A block of data:

────────────────────

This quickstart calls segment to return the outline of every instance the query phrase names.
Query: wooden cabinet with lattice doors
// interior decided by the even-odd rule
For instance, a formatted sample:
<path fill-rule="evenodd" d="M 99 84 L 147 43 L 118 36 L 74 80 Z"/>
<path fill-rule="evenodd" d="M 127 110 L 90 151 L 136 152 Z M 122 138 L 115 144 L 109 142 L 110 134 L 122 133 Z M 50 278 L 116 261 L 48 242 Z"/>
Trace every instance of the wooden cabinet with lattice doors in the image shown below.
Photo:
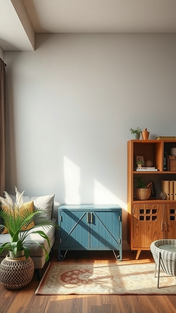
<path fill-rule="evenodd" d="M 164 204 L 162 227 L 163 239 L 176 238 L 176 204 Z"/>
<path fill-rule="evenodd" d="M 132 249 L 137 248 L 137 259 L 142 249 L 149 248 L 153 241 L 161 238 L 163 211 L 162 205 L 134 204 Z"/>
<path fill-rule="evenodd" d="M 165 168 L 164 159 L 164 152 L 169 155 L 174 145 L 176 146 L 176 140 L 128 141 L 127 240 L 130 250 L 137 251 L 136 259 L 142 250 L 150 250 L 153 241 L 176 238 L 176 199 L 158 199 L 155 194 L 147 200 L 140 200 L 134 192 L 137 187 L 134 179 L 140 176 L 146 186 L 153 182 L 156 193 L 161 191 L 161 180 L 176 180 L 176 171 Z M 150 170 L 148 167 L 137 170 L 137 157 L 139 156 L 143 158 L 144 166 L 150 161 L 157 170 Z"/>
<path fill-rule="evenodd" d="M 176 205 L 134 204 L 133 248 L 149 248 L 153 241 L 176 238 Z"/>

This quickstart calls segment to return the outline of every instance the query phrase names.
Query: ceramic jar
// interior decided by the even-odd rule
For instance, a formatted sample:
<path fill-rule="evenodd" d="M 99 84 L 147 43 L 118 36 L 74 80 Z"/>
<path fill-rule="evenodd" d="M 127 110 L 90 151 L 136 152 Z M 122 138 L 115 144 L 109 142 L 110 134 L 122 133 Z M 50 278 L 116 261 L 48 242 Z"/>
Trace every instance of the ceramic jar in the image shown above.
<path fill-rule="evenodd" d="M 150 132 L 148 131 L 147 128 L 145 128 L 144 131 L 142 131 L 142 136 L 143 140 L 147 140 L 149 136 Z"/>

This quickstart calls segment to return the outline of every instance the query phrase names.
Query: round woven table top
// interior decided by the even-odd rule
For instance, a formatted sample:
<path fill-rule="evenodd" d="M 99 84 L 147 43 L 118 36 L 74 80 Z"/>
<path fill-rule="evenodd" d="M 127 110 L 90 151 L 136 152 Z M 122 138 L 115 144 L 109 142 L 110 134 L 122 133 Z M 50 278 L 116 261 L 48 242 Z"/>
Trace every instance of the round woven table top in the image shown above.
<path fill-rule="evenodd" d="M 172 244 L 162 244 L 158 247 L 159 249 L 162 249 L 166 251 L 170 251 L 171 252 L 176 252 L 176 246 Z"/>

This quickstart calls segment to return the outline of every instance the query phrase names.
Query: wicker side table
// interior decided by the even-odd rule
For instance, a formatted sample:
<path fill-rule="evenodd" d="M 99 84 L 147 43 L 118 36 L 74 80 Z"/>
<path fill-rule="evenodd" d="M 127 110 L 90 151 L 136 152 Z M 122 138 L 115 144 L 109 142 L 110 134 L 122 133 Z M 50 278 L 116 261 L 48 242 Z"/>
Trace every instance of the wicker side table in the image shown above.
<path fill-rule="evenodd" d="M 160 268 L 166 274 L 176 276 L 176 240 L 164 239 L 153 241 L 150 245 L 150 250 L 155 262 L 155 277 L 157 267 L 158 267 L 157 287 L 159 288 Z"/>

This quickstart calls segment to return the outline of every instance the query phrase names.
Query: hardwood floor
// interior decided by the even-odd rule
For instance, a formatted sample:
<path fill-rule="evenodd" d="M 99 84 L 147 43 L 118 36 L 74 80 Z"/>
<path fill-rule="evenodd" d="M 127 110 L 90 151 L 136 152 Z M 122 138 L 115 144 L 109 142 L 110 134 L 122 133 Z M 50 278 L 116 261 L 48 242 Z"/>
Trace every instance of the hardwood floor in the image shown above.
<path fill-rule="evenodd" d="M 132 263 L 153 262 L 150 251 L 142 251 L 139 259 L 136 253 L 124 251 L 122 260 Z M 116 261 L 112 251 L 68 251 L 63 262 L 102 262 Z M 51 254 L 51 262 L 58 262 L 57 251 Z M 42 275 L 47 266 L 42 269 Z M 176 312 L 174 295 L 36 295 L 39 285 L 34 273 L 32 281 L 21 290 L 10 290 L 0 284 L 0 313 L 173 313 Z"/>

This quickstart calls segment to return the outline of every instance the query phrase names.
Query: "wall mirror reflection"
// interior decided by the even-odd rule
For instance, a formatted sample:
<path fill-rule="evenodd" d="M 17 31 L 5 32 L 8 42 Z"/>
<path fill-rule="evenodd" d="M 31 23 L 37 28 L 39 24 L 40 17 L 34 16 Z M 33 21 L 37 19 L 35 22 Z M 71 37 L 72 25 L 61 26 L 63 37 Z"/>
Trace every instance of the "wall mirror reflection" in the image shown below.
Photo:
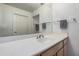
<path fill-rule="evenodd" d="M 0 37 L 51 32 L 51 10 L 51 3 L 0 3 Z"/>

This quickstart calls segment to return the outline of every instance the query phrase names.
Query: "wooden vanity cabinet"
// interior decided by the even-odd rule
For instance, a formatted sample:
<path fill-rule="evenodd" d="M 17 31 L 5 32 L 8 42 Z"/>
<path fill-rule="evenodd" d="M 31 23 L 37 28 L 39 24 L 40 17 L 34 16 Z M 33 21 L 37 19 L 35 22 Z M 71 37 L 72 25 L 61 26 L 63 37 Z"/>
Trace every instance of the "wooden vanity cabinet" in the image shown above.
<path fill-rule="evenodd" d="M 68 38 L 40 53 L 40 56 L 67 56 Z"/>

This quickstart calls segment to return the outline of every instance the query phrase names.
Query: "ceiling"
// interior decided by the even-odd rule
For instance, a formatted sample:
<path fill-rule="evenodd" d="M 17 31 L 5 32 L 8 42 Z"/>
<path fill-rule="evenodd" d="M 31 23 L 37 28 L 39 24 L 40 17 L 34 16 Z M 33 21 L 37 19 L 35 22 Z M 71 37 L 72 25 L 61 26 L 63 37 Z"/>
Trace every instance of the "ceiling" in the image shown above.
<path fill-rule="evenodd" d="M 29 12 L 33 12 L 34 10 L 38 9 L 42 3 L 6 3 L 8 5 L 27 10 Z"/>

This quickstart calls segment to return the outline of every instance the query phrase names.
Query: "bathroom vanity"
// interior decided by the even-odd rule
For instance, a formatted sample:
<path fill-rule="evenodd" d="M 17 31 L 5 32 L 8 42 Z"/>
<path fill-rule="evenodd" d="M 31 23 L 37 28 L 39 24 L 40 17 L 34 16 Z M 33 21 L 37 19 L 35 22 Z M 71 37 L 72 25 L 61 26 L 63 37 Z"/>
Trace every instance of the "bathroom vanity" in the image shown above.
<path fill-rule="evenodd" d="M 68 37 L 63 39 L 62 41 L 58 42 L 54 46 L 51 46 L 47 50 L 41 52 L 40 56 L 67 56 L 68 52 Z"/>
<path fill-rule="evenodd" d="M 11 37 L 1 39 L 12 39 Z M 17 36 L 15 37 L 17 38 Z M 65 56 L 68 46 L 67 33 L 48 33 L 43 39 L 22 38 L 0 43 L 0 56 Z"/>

────────────────────

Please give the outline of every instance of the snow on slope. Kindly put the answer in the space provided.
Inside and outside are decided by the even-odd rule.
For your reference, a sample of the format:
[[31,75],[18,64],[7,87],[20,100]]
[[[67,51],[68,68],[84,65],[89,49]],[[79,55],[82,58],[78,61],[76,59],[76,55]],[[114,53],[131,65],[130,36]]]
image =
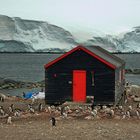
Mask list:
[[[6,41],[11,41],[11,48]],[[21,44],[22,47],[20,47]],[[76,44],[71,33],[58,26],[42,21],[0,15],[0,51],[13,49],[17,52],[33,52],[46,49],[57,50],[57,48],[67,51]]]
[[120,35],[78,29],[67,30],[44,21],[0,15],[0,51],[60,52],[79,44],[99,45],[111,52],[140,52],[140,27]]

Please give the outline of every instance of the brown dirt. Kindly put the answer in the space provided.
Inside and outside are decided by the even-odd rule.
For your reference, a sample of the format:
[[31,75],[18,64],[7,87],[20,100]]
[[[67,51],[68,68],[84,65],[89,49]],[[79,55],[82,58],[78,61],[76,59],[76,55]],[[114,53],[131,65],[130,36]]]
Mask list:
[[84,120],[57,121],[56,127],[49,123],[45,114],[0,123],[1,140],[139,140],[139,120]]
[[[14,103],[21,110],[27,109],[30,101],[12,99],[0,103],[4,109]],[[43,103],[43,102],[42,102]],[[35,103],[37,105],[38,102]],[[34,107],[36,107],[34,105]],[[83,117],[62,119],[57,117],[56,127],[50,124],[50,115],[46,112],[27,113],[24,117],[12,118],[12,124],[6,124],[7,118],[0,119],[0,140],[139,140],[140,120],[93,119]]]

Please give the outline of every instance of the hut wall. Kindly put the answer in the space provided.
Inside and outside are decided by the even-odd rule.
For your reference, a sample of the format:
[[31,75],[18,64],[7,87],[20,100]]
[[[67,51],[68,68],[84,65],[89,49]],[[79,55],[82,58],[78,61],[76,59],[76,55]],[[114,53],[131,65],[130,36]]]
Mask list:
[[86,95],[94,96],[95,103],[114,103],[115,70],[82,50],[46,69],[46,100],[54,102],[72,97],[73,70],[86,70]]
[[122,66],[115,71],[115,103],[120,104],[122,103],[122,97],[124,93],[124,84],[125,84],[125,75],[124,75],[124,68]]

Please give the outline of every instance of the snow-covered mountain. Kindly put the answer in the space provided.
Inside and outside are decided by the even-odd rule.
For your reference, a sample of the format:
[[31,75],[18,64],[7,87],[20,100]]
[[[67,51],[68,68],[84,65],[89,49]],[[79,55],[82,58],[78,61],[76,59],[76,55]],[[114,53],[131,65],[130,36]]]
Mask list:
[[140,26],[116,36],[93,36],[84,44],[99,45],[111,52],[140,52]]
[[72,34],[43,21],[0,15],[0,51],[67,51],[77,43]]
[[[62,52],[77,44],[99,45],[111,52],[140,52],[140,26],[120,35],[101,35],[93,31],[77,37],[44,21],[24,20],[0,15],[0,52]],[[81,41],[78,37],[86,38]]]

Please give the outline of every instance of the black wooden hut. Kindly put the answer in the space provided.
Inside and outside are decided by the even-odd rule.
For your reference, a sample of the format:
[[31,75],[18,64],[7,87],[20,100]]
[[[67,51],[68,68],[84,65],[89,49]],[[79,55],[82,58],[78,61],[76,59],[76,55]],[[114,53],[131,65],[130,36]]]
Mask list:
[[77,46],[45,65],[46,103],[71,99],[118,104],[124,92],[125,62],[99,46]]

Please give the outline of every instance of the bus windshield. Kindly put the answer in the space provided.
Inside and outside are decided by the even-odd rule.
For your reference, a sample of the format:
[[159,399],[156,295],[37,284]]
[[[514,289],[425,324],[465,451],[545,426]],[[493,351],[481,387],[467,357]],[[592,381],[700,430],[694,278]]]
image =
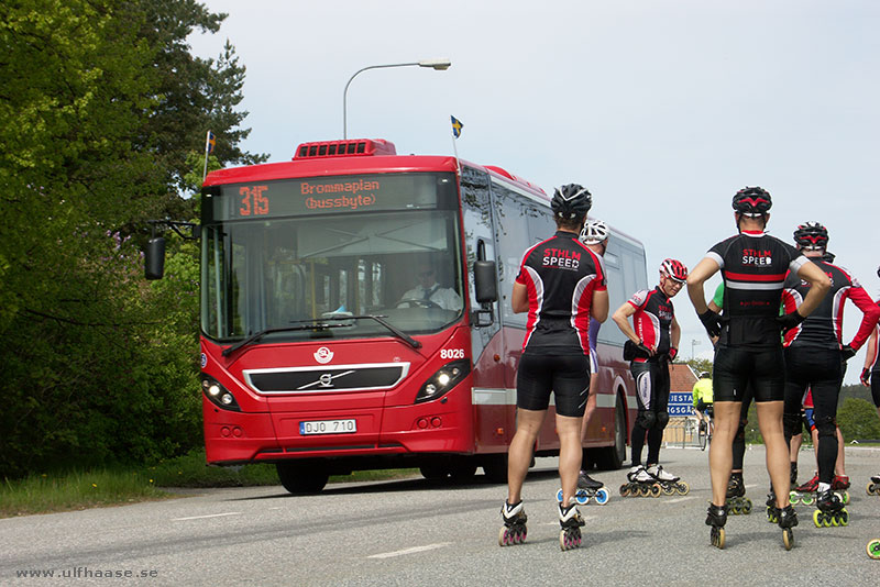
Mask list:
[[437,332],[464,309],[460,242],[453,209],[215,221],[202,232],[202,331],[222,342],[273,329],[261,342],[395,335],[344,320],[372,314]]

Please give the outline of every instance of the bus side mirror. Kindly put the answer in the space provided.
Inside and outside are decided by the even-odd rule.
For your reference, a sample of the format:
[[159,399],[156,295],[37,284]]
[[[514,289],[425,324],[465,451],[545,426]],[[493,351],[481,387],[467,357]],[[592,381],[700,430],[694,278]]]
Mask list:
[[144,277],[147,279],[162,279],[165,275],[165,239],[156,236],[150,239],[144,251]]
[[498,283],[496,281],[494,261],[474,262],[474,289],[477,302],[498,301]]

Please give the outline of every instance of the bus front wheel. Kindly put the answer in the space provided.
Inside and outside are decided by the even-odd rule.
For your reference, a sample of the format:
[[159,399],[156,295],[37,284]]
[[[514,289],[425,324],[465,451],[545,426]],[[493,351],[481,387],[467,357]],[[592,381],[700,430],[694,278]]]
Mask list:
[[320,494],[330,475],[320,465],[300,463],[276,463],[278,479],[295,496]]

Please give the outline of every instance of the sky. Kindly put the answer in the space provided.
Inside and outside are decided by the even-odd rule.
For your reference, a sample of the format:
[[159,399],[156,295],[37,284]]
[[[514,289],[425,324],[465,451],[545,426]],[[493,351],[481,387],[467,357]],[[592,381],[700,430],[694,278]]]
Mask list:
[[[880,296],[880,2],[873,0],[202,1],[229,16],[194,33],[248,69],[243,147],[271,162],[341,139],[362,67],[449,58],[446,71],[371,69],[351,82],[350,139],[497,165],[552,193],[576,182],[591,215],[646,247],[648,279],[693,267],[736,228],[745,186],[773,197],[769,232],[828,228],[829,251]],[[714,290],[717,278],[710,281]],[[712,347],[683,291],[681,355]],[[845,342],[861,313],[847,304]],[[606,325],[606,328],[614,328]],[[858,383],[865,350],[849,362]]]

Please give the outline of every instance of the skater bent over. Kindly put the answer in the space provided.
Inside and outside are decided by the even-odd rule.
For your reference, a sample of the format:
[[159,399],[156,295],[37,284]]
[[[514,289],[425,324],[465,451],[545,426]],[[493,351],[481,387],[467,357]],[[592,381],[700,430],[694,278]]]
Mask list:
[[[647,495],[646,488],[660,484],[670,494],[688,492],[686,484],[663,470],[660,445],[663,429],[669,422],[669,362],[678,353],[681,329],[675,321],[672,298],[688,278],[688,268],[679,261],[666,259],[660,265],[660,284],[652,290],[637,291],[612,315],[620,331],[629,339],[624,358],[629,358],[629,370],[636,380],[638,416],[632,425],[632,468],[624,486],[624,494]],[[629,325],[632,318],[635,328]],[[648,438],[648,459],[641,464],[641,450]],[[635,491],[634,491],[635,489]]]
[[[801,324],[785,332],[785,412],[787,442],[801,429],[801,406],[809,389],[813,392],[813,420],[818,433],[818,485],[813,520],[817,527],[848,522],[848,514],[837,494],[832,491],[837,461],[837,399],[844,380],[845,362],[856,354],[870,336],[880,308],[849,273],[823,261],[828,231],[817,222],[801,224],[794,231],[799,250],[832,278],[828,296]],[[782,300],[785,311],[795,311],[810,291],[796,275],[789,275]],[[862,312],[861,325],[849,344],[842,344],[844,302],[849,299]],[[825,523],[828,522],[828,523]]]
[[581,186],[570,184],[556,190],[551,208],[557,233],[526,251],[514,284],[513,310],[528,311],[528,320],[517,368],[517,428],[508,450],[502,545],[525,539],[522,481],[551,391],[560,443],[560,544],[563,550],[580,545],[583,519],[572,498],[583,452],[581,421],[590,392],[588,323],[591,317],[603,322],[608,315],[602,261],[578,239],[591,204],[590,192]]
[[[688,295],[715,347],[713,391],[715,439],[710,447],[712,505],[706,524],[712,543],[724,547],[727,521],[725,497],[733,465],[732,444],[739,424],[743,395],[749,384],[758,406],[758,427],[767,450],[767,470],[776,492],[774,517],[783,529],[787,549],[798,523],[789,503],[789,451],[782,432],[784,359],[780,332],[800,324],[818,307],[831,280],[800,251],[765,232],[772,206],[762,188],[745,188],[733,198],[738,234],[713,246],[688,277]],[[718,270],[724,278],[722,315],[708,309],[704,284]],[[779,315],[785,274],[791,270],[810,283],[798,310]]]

────────────────────

Gather every line in the entries above that contains the string "hardwood".

Query: hardwood floor
Trace every instance of the hardwood floor in the image shown above.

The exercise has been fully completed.